Task instructions: Rewrite every line of the records below, requests included, offsetting each x and y coordinate in the answers by -110. Omit the pictures.

[Dataset rows showing where objects appear]
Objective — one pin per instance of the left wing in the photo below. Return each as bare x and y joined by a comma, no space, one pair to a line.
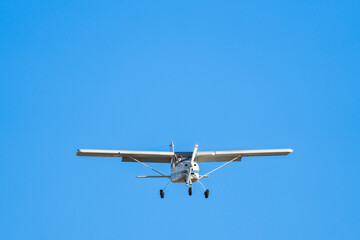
224,156
143,156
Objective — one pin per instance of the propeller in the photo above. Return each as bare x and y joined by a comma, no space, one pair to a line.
188,178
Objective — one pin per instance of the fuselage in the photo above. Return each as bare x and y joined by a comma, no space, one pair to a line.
180,171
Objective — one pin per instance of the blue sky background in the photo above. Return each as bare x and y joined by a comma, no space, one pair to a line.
135,74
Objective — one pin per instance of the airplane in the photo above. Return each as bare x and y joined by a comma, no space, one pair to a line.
184,165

The answer:
Objective — one pin per instance of the left wing in the photo below. Return each as bare x and y joined by a comma, no space, one pair to a line.
114,46
33,46
Objective — one pin per instance of the propeller in the photo above. Return each as bare x and y joined by a comma, no space, one pair to a line.
78,68
Objective — one pin per instance of the fuselage in the photo above. Return each as bare x and y joined by a comma, no space, one pair to a line.
70,61
Objective — one pin per instance of the blue sky background in the photo above. Return each as bare x and y joined by a comma, no space, one pair to a line.
25,-36
Objective — one pin per instance of the airplane in the photo above. Return each as bare x and y joined by a comma, no space, one pair to a line.
74,55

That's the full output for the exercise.